OBJECTIVE
Copy from the letter to the mystery girl the part that begins with the words containing "Oh, how hindsight" and ends with "to our wills!".

Tuesday, July 31, 2007

To my friend, the (un)-yet-known mystery girl

Dear Mystique,

What do you do, mystery girl? Are you from this world, or are you but a shadow cast upon us from another dimension? What do you like? Do you like to touch, to feel, to know? Or are you an eternal, ever living in a timeless loop? I am a child of this world, this plane. It's nice here, I can taste and know that I taste. This life, it is quite flavourful. Would you know it, that in this world, you can even use your senses to know another sentient lifeforce? Shared sense is something we independent beings can experience as one, we know ourselves through others, and we test the limits of our being by sharing in our senses together.

Someday I hope to exist outside of this body, Mystery Girl, maybe you will be there?

One of the fundamental aspects of this world is that the unknown cannot be measured in any way. It is fundamental, and quintessentially marvelous all at once. That we can never know how much we do not know means that there is an infinite amount of 'knowing' to be had. What this means is that no matter how much we search within ourselves to know who we are, the answer will only ever reveal itself to us in small bits and pieces, and the outside world holds nothing but the potential for discovery.

Imagine, to be able to discover and re-discover life, over and over again. To taste something new every day, even if you've already eaten. To love, and love again.

Time is paradoxical to us in this world. We, the forward walking, backwards thinking individuals that we are! We DARE rush forward into an infinite abyss, while looking behind us at each moment that zooms by. We, never knowing the present except for in memory. That is a powerful thought, for it describes the fundamental truth of the human condition. Acting, feeling, saying, thinking in the present based on all we know of the past!

Oh, how hindsight is a gift granted only to those who know how to think forward before acting! A gift so vast, so important that it allows this world, this visuo-physical construct, to mold according to our wills!

It is beautiful, this world of shared senses and self-willed action. I am glad that I am here. I hope that what lays in wait within the infinitum of non-existence can compare to the ups and downs, the feelings, the senses, and time itself from which we ourselves originate.

(Object point labels)
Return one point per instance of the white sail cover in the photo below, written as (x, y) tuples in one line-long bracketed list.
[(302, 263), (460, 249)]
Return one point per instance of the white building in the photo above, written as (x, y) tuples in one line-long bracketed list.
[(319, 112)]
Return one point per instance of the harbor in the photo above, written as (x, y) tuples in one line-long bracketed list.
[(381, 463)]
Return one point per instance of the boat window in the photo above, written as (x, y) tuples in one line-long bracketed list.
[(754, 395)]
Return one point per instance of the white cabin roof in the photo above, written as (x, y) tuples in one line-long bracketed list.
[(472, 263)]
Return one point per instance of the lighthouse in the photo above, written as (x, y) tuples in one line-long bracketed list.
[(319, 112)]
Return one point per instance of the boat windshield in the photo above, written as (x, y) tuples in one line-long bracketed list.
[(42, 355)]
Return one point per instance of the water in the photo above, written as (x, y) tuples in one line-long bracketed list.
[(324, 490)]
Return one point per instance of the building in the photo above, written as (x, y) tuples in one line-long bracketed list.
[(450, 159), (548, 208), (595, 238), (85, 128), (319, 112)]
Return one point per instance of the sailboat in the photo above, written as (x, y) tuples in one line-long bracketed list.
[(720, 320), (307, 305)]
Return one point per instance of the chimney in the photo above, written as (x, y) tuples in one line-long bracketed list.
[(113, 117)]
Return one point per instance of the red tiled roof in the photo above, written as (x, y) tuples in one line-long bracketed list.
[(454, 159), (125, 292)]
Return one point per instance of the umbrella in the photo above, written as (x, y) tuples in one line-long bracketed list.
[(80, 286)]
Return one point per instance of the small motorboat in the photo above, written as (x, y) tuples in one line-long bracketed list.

RESULT
Oh, how hindsight is a gift granted only to those who know how to think forward before acting! A gift so vast, so important that it allows this world, this visuo-physical construct, to mold according to our wills!